-- Start of Records provided --
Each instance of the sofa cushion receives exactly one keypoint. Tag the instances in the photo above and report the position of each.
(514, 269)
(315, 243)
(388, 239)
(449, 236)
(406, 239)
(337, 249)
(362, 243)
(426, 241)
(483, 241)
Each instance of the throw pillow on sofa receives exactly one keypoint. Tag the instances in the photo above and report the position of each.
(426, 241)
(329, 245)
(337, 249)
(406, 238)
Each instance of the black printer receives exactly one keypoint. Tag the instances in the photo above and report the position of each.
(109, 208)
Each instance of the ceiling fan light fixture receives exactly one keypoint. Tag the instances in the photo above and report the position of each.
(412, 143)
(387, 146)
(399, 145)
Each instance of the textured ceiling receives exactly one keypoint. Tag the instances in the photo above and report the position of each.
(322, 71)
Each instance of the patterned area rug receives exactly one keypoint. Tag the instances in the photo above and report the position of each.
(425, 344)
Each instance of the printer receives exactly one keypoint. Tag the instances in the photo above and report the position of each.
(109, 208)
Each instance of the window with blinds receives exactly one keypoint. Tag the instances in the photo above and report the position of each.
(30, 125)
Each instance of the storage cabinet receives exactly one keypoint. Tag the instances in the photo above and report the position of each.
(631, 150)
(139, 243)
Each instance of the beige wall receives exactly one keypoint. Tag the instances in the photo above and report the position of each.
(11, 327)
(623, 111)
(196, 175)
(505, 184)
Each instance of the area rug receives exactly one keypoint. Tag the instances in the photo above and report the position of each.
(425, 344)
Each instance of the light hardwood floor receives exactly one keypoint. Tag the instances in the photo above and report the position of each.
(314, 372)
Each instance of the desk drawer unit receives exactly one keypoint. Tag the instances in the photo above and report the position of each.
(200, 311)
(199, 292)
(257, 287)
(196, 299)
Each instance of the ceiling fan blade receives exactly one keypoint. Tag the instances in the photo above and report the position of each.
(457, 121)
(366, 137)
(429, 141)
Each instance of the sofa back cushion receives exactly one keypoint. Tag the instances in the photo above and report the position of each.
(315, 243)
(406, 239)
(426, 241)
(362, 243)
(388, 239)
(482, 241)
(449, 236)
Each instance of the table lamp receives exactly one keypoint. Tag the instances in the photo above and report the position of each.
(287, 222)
-- End of Records provided --
- _Problem to work on_
Can you reproduce the stretch from the line containing "Each instance of the sofa back" through the end of the records, requests included, with every point coordinate multiplied by 0.85 and rounded to a whole number, halves going up?

- _Task response_
Each instance of the sofa back cushion receives exactly one keypoint. Tag the instances in the photo above and report the position of each.
(268, 207)
(345, 203)
(362, 205)
(308, 207)
(330, 203)
(410, 205)
(382, 201)
Each instance of the table lamp receives exactly one keypoint. Tag the instances in the photo above and report the position of each.
(244, 189)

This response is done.